## Source text
Thursday, April 02, 2020

Did The "Six Ways From Sunday" Impeachment (((Coup))) Distract Trump From Controlavirus?

nationalreview |  To the extent that impeachment was consuming the finite attention of senior policymakers in the White House and on Capitol Hill, we can only be thankful that Senate Republicans wrapped up the trial by voting down additional witnesses on January 31. Had the Democrats gotten their wish, Washington would have been consumed for additional critical weeks into February looking backward at Ukraine instead of forward at the threat of the virus.

Key health agencies within the federal government — the CDC and National Institutes of Health — were not inactive during January, but aside from a ban on foreign travel from China, there was little public leadership from the president. There were early, obvious-in-retrospect missteps such as the CDC’s botching the early coronavirus-testing kits and the FDA’s dragging its feet on approval of private testing development and inspection of equipment. While FDA red tape is a problem inherent to the agency’s design and culture, it is precisely the kind of problem that can be mitigated by the hands-on leadership of a bull-in-a-china-shop figure such as Trump. If you read the timeline on the Trump campaign’s website, which is designed to cast the federal response in the most favorable possible light, you will notice that the items before February 5 are almost all agency-level actions rather than White House actions. The White House Coronavirus Task Force wasn’t formed until January 29.

## Exercise description
Reproduce the text of the passage on impeachment and the coronavirus response between "Thursday, April 02, 2020" and "of the virus.", inclusive.

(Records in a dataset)
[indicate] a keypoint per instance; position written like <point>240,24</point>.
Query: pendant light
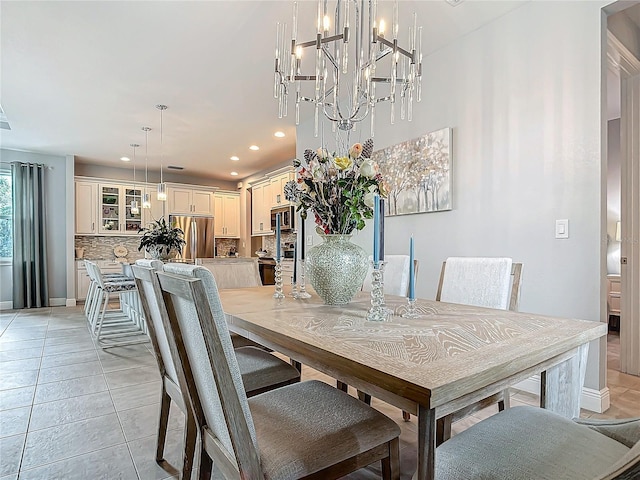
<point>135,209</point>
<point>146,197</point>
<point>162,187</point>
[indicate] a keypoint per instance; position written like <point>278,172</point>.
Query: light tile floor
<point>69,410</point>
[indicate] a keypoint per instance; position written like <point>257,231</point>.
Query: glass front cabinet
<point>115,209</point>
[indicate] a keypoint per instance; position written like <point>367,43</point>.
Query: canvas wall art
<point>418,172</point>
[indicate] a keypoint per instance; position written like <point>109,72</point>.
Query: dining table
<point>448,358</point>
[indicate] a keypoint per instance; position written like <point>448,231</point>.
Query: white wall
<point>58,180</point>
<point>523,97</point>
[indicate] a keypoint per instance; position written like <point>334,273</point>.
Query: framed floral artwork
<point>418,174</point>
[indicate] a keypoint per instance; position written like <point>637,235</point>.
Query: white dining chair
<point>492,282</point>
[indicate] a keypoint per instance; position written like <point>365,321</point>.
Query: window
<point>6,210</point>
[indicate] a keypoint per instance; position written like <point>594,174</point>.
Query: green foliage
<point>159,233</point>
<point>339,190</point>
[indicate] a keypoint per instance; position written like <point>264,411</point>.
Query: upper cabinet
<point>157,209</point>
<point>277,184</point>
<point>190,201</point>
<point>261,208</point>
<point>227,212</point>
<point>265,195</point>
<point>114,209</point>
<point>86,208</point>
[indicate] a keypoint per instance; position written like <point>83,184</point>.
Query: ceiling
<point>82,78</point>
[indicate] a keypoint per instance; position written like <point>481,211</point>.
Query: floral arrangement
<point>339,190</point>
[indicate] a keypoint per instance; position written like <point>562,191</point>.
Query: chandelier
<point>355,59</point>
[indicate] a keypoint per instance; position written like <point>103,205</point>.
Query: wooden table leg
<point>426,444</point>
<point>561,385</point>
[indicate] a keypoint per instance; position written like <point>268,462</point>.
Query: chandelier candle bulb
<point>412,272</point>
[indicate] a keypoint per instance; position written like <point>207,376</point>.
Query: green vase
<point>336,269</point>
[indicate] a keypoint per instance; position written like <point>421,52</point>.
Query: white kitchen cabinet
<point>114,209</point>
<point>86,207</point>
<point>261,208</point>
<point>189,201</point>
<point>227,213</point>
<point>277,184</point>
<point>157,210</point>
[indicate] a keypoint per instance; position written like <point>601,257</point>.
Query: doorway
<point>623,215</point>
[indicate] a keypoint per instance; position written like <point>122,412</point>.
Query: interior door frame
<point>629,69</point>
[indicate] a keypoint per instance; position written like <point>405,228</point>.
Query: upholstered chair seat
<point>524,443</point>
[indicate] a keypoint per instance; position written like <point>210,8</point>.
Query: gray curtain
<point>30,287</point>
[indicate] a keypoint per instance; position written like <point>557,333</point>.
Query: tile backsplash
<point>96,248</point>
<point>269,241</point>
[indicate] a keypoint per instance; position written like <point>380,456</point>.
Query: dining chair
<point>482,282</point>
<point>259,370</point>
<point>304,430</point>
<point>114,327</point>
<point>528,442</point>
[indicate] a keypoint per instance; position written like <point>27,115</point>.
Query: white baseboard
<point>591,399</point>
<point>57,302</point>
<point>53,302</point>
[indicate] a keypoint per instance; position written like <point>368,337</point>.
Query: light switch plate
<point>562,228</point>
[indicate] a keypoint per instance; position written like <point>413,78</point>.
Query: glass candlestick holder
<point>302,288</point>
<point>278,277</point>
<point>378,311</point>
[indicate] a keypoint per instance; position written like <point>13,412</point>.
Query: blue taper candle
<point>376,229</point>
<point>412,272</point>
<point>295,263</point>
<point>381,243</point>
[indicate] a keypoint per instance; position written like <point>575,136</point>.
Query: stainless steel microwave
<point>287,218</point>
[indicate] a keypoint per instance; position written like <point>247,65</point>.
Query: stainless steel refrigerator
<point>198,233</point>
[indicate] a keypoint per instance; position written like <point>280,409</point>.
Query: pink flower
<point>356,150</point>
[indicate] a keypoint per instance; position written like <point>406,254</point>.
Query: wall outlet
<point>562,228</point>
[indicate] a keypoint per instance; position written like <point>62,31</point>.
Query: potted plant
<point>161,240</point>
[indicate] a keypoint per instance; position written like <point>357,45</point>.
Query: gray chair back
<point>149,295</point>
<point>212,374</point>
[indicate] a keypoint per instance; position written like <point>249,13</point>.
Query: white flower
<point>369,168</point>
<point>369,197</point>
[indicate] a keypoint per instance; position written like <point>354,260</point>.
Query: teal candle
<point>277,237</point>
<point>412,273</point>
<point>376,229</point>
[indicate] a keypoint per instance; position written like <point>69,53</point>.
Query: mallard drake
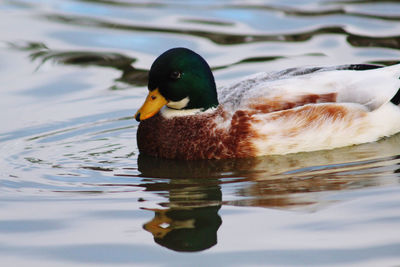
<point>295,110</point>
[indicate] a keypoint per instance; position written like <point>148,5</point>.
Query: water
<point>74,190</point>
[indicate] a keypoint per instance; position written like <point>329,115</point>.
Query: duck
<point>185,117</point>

## Exercise solution
Thursday, April 02, 2020

Did The "Six Ways From Sunday" Impeachment (((Coup))) Distract Trump From Controlavirus?

nationalreview |  To the extent that impeachment was consuming the finite attention of senior policymakers in the White House and on Capitol Hill, we can only be thankful that Senate Republicans wrapped up the trial by voting down additional witnesses on January 31. Had the Democrats gotten their wish, Washington would have been consumed for additional critical weeks into February looking backward at Ukraine instead of forward at the threat of the virus.